- EXERCISE DIRECTIONS
Reproduce the lines of the listing below verbatim, from the line containing "Would you be willing to mark the window sill" through the line containing "column 539, row 204", both included.
[START EXERCISE INPUTS]
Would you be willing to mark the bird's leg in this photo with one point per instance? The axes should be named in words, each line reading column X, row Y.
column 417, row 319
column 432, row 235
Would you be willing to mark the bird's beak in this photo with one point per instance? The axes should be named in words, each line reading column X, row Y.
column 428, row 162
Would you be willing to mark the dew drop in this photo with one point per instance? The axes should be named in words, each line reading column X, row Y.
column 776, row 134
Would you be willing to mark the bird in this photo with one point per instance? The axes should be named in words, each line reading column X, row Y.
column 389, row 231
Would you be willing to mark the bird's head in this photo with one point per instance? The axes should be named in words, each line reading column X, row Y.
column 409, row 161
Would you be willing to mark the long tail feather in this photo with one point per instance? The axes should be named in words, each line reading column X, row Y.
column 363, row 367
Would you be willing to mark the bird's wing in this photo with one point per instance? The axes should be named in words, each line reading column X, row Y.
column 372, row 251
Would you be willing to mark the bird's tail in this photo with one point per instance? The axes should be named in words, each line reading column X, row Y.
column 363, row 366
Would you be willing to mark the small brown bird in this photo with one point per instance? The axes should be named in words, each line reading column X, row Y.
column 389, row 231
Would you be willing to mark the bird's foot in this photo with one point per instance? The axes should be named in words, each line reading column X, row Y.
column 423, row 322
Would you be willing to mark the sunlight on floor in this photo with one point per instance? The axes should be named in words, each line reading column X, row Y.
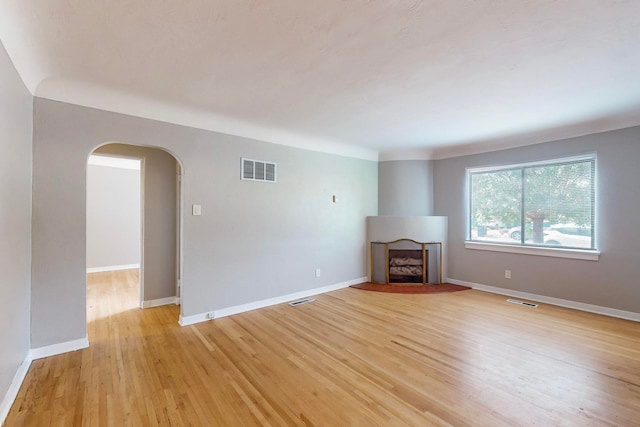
column 111, row 293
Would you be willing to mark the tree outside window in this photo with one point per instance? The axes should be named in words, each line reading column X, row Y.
column 540, row 204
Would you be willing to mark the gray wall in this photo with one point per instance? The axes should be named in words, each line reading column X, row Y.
column 253, row 241
column 159, row 266
column 406, row 187
column 610, row 282
column 113, row 216
column 15, row 220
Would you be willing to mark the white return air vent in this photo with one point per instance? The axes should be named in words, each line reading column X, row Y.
column 258, row 170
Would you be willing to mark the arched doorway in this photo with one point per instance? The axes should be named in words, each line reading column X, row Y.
column 159, row 232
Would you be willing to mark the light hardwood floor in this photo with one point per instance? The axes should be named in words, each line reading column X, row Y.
column 350, row 358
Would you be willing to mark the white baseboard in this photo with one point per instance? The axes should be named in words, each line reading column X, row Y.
column 612, row 312
column 112, row 268
column 159, row 302
column 14, row 388
column 63, row 347
column 21, row 373
column 223, row 312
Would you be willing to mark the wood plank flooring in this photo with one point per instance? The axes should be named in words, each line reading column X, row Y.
column 350, row 358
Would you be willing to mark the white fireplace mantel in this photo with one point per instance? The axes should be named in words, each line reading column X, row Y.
column 419, row 228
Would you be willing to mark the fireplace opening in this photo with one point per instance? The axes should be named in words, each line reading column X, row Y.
column 406, row 261
column 406, row 266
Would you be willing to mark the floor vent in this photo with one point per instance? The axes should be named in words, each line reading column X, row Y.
column 302, row 301
column 528, row 304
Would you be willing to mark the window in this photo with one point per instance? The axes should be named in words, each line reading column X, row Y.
column 543, row 204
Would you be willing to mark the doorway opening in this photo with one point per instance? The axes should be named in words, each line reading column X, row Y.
column 133, row 229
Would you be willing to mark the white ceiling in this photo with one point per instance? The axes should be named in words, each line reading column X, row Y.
column 407, row 79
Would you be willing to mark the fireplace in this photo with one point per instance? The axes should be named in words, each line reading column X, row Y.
column 406, row 261
column 407, row 266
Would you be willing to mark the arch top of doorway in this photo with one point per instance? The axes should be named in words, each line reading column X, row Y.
column 179, row 206
column 147, row 146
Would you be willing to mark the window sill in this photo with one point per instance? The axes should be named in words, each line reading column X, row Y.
column 531, row 250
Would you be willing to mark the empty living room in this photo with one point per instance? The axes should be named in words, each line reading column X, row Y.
column 401, row 213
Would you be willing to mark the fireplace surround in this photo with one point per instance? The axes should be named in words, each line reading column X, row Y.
column 406, row 261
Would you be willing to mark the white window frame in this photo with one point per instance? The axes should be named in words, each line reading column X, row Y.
column 582, row 254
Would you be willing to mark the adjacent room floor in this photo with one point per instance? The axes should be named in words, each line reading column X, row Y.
column 349, row 358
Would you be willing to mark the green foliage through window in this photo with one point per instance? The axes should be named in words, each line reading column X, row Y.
column 539, row 204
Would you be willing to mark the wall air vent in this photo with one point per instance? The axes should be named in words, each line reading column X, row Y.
column 258, row 170
column 528, row 304
column 302, row 301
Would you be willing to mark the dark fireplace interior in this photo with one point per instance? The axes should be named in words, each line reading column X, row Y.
column 406, row 266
[END EXERCISE INPUTS]
- ANSWER IN FULL
Would you be willing to mark the window sill in this photo with one point per instance? The axes should be named in words, each line reading column X, row Y.
column 531, row 250
Would you be willing to mark the empty living room in this photo with one point per instance? The axes should be named in words, each line reading column X, row Y.
column 401, row 213
Would you be willing to mark the fireplace surround in this photo with one point per instance? The axes should be named in words, each line reading column X, row Y.
column 406, row 261
Would you be willing to mark the white window frame in this photo with one point per instance? The axes should be named in words, each line reading column X, row Y.
column 582, row 254
Would you be willing to mark the adjacent room floor in this photo with one point per instance? The axes should be named in words, each line reading column X, row Y.
column 349, row 358
Would you be willing to mark the green foliage through window in this photo with one point per instance? The axes should be named in words, each line reading column X, row Y.
column 539, row 204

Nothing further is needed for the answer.